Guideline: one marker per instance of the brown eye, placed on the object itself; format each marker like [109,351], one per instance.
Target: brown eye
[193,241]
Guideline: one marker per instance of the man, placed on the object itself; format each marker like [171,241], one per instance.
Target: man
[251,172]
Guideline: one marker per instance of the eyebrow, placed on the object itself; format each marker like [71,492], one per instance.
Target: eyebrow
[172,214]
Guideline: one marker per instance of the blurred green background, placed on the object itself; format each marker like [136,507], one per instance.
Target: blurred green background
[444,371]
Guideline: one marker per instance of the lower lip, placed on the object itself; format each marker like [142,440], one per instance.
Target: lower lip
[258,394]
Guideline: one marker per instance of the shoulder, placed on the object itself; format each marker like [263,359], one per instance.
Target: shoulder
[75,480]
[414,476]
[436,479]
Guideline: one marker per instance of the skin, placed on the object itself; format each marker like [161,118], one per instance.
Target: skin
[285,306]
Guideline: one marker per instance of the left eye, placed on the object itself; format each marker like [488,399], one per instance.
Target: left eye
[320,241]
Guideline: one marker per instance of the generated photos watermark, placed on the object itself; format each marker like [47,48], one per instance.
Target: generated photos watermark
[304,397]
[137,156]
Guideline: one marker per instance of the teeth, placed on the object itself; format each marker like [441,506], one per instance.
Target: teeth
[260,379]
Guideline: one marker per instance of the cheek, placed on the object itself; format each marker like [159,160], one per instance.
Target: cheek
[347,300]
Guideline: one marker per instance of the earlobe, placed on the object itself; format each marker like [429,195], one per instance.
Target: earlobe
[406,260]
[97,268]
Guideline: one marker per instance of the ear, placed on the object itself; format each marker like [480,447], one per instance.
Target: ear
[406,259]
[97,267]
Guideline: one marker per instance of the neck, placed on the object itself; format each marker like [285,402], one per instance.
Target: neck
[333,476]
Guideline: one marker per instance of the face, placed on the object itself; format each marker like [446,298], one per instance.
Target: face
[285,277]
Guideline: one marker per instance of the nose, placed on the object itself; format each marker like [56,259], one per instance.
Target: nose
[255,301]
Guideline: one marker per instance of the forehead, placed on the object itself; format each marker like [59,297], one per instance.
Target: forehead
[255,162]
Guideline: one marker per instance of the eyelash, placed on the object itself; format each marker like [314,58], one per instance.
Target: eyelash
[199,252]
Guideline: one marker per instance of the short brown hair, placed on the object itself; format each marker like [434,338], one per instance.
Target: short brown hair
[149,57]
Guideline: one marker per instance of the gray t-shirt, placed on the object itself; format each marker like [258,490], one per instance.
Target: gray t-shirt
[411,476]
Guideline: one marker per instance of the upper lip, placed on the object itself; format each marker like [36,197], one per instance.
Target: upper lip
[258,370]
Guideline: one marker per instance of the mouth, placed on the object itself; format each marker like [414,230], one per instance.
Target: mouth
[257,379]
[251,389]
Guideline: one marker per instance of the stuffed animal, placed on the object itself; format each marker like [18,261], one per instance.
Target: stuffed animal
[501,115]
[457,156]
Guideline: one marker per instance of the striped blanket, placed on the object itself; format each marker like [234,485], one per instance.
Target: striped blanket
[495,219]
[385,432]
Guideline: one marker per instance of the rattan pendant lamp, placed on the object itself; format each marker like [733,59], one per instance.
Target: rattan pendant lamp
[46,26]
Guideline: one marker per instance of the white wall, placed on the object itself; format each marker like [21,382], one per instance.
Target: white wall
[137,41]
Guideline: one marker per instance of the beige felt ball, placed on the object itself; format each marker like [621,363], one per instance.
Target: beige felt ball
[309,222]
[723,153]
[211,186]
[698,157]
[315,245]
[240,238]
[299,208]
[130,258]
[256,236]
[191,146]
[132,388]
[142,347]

■ GIVEN REQUEST ■
All of the material must be reproduced exactly.

■ SOLVED PROBLEM ■
Guideline: one marker per instance of the brown eye, placed on the object itself; format each marker like [109,351], one per instance.
Target: brown eye
[193,241]
Guideline: one marker per instance of the man, placed on the object itself; format each marker like [171,241], one per instance.
Target: man
[251,172]
Guideline: one marker per instance of the eyebrow, placed on the object itself; format each marker like [71,492], one per instance.
Target: eyebrow
[172,214]
Guideline: one marker per instance of the blurred green background, placed on the object itself; format each marker like [136,507], one per instance.
Target: blurred green background
[444,371]
Guideline: one marker per instance of the lower lip, placed on the object itself; format each marker like [142,440], one per instance.
Target: lower lip
[258,394]
Guideline: one marker per instance of the shoulder, placed on the object itself; format each marker like [263,359], one per instance.
Target: shoulder
[75,480]
[414,476]
[436,479]
Guideline: one marker per instance of the skin, placed on the object itself; format each marker like [161,118], one per instance.
Target: skin
[285,306]
Guideline: one marker per instance of the left eye, placed on the object itself; format each marker like [488,399], one per instance.
Target: left eye
[320,241]
Guideline: one marker per instance of the generated photos watermark, placed on the object itself; format each marker like [47,48], one per instance.
Target: generated photos watermark
[304,397]
[137,156]
Guideline: one marker per instance of the teeth, placed on the object itself; format each marker like [441,506], one per instance.
Target: teeth
[260,379]
Guideline: one marker per instance of the cheek, placed on the object itself; format each marker like [159,160], one per instance.
Target: cheek
[347,300]
Guideline: one marker per instance of the earlobe, placed on the object itself; format each marker like [429,195], one per instance.
Target: earlobe
[406,260]
[97,268]
Guideline: one marker per instance of the ear, placed on the object itself; format each marker like [480,447], one per instance.
Target: ear
[406,259]
[97,267]
Guideline: one marker per instance of the neck, placed on the object itself; format each marker like [285,402], one per instance.
Target: neck
[333,476]
Guideline: one marker per instance of the face, placed on the object itself; format each marker like [446,298], one per instance.
Target: face
[285,277]
Guideline: one marker per instance of the nose, placed on the object itself; format each marker like [56,259], one per instance.
Target: nose
[255,301]
Guideline: one marker per instance of the forehead, placed on the object itself; format each marker like [59,297], one per instance.
Target: forehead
[255,162]
Guideline: one marker per instance of the eyelash, placed on the object itself; format each marker like [314,58], one per instance.
Target: eyelash
[199,252]
Guideline: one marker per instance of the short brown hair, placed on the object itself; format each marker like [434,338], one per instance.
Target: short brown hair
[149,57]
Guideline: one marker per instance of the gray t-shirt, placed on the object itself; format each marker like [258,490], one per instance.
Target: gray t-shirt
[411,476]
Guideline: one marker per instance of the upper lip, placed on the object itself; format each marker like [36,197], one per instance.
Target: upper lip
[258,370]
Guideline: one marker per instance of the mouth, placed on the object itself; format each marker like [414,230], one per instance.
Target: mouth
[257,379]
[251,389]
Guideline: one marker per instance of the stuffed animal, placed on the object itself; format each marker like [18,261], one per instance.
Target: stuffed animal
[501,115]
[457,156]
Guideline: one marker per instance of the striped blanket, placed on the object itself; format each marker like [234,485], one per instance.
Target: striped blanket
[495,219]
[385,432]
Guideline: one marker per instance of the rattan pendant lamp, placed on the object itself; format each marker like [733,59], one per instance.
Target: rattan pendant lamp
[46,26]
Guideline: one marker per instance of the white wall, placed on the object itself; format each marker like [21,382], one per instance.
Target: white wall
[137,41]
Guideline: one marker per instance of the beige felt ball, placed on the object itself; format each marker like [621,363], one per instance.
Target: beige felt ball
[309,222]
[723,153]
[211,186]
[698,157]
[315,245]
[240,238]
[299,208]
[130,258]
[256,236]
[191,146]
[132,388]
[142,347]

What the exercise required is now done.